■ **Exercise passage**
================

The Universal Church. Universal states, which look strong, are one of history's great illusions. In the past, Toynbee finds, a universal state is almost invariably a symptom that the civilization it represents is far gone in decline. This symptom is almost always accompanied by another: the emergence among the internal proletariat of a "universal church." Christianity was the universal church of Hellenic civilization, Islam of Syriac civilization, Mahayanian Buddhism of Sinic civilization.

The downfall of the universal state is characterized by "schism in the body social," which in turn reflects a "schism in the soul" of the mortally sick society. "The schism in the body social ... is an experience which is collective and therefore superficial. Its significance lies in its being the outward and visible sign of an inward and spiritual rift."

================

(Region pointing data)
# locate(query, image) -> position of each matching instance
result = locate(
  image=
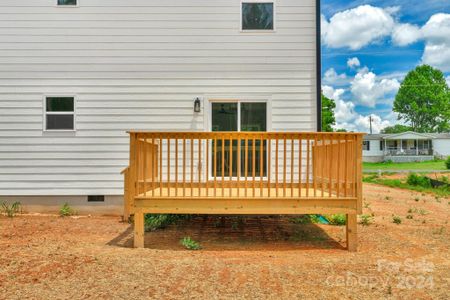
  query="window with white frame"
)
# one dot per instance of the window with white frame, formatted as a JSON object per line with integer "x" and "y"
{"x": 239, "y": 116}
{"x": 366, "y": 145}
{"x": 257, "y": 15}
{"x": 67, "y": 2}
{"x": 59, "y": 113}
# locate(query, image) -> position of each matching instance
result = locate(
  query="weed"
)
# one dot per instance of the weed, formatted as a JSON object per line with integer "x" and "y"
{"x": 66, "y": 210}
{"x": 11, "y": 210}
{"x": 396, "y": 219}
{"x": 439, "y": 231}
{"x": 189, "y": 243}
{"x": 366, "y": 220}
{"x": 305, "y": 219}
{"x": 422, "y": 212}
{"x": 160, "y": 221}
{"x": 418, "y": 180}
{"x": 234, "y": 225}
{"x": 338, "y": 219}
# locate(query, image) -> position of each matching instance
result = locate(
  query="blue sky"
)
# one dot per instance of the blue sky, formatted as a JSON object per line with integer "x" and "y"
{"x": 369, "y": 46}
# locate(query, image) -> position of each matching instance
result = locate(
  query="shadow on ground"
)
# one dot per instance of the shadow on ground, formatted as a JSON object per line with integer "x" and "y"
{"x": 216, "y": 233}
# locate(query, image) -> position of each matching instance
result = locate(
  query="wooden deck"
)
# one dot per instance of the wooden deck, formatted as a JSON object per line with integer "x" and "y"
{"x": 244, "y": 173}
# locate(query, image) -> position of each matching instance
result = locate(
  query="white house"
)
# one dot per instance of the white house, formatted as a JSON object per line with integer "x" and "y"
{"x": 75, "y": 75}
{"x": 406, "y": 146}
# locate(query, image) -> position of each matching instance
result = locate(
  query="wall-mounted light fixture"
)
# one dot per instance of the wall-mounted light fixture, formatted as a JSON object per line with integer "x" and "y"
{"x": 197, "y": 105}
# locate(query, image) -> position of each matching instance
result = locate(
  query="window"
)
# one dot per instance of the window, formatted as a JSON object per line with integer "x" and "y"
{"x": 257, "y": 15}
{"x": 59, "y": 113}
{"x": 366, "y": 145}
{"x": 67, "y": 2}
{"x": 96, "y": 198}
{"x": 239, "y": 116}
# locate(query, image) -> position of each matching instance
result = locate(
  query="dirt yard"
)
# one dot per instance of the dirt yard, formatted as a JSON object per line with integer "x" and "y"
{"x": 48, "y": 257}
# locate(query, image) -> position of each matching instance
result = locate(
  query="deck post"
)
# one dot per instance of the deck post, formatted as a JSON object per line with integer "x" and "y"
{"x": 351, "y": 232}
{"x": 139, "y": 229}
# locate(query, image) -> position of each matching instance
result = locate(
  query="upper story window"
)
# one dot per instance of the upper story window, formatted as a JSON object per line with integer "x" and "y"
{"x": 257, "y": 15}
{"x": 60, "y": 113}
{"x": 366, "y": 145}
{"x": 67, "y": 2}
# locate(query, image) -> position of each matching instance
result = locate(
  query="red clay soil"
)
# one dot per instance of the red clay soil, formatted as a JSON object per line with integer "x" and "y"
{"x": 48, "y": 257}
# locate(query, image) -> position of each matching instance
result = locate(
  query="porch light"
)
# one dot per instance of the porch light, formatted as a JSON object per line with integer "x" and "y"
{"x": 197, "y": 105}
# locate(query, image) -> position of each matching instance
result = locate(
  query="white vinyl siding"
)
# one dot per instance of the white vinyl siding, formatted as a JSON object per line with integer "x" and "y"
{"x": 137, "y": 65}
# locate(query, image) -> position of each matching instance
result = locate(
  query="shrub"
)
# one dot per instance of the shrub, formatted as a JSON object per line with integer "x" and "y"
{"x": 66, "y": 210}
{"x": 161, "y": 221}
{"x": 338, "y": 219}
{"x": 11, "y": 210}
{"x": 305, "y": 219}
{"x": 190, "y": 244}
{"x": 366, "y": 220}
{"x": 397, "y": 220}
{"x": 418, "y": 180}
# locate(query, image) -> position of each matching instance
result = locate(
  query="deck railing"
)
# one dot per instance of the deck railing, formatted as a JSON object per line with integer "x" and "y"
{"x": 243, "y": 165}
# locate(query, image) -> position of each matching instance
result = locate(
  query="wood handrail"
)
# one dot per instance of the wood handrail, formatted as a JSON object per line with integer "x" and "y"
{"x": 245, "y": 164}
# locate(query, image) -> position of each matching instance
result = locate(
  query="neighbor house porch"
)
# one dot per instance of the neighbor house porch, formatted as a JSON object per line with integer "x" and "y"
{"x": 257, "y": 173}
{"x": 407, "y": 147}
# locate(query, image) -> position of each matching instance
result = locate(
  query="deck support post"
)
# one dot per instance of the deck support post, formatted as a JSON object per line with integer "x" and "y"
{"x": 139, "y": 229}
{"x": 351, "y": 232}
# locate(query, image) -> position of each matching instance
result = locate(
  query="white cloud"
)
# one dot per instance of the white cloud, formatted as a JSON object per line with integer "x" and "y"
{"x": 357, "y": 27}
{"x": 368, "y": 89}
{"x": 353, "y": 62}
{"x": 436, "y": 33}
{"x": 362, "y": 123}
{"x": 405, "y": 34}
{"x": 331, "y": 77}
{"x": 348, "y": 118}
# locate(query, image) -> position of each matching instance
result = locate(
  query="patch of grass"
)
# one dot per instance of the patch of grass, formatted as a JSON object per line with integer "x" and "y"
{"x": 418, "y": 180}
{"x": 439, "y": 231}
{"x": 160, "y": 221}
{"x": 337, "y": 219}
{"x": 366, "y": 220}
{"x": 66, "y": 210}
{"x": 305, "y": 219}
{"x": 10, "y": 210}
{"x": 396, "y": 220}
{"x": 190, "y": 244}
{"x": 425, "y": 165}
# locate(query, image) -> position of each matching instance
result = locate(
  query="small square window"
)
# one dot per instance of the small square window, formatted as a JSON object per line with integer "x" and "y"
{"x": 366, "y": 145}
{"x": 59, "y": 113}
{"x": 96, "y": 198}
{"x": 257, "y": 16}
{"x": 67, "y": 2}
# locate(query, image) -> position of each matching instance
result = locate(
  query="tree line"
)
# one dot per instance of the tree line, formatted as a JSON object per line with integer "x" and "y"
{"x": 422, "y": 102}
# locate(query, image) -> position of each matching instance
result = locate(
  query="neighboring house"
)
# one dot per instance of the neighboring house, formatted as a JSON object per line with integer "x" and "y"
{"x": 76, "y": 75}
{"x": 405, "y": 147}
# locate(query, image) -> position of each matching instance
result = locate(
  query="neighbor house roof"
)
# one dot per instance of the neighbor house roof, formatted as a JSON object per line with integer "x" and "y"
{"x": 407, "y": 135}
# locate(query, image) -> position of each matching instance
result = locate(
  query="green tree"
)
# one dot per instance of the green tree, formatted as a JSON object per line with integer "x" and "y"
{"x": 423, "y": 100}
{"x": 328, "y": 119}
{"x": 396, "y": 129}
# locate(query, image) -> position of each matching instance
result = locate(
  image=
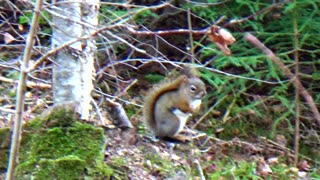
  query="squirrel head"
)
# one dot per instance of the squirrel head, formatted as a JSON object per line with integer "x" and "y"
{"x": 193, "y": 89}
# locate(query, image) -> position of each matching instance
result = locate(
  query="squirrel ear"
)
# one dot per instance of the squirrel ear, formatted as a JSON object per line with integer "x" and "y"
{"x": 184, "y": 78}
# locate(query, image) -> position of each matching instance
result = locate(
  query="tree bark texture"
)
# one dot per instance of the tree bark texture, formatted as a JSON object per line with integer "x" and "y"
{"x": 74, "y": 68}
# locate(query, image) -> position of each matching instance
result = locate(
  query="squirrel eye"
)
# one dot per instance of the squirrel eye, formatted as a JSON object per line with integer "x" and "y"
{"x": 193, "y": 88}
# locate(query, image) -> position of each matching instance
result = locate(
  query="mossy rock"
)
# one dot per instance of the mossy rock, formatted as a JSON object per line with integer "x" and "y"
{"x": 60, "y": 146}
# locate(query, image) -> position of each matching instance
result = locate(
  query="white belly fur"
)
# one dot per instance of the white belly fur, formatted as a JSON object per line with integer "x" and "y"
{"x": 183, "y": 117}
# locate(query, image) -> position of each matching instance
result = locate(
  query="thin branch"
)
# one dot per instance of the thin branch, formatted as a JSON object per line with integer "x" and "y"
{"x": 29, "y": 84}
{"x": 253, "y": 40}
{"x": 16, "y": 135}
{"x": 297, "y": 98}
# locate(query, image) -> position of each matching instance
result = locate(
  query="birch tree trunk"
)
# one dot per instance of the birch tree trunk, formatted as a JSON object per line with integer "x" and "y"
{"x": 74, "y": 68}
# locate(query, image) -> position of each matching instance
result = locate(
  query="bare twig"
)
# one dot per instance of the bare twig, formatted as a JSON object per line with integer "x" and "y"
{"x": 207, "y": 113}
{"x": 253, "y": 40}
{"x": 202, "y": 177}
{"x": 15, "y": 143}
{"x": 297, "y": 98}
{"x": 29, "y": 84}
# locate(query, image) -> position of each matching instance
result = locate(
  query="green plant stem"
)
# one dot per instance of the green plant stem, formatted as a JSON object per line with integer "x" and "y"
{"x": 15, "y": 140}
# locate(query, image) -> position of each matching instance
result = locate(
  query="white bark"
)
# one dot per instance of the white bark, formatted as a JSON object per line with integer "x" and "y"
{"x": 73, "y": 74}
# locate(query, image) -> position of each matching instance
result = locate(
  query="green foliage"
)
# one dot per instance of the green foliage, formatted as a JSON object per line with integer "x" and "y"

================

■ **Aim of the exercise**
What comes next in the passage about universal states and the universal church, picking up right after its final sentence?

■ **Solved exercise**
In this disintegrative process, the manners of the external proletariat become freer, those of the dominant minority more vulgar. But, as in Western civilization today, the equivalents of chewing gum and jazz become the common cultural bond of all classes. The division between proletariat and dominant minority tends to disappear as both are lapped and welded in one indiscriminate vulgarity.

Then the saviors appear. For the creative spark, though it has died out of the dominant minority, still exists in other men. "Such saviors will be of diverse types. . . . There will be would-be saviors of a disintegrating society who . . . will lead forlorn hopes in an endeavor to convert the rout into a fresh advance. These would-be saviors will be men of the dominant minority, and their common characteristic will be their ultimate failure to save. But there will be also saviors from a disintegrating society. . . . The savior-archaist [Gandhi and his spinning wheel] will try to reconstruct an imaginary past; the savior-futurist [Lenin] will attempt a leap into an imagined future. The savior who points the way to detachment will present himself as a philosopher taking cover behind the mask of a king; the savior who points the way to transfiguration will appear as a god incarnate in a man."

Only one transfiguring Savior has ever appeared in human history: Christ—the highest symbol of man's triumph through ordeal and death.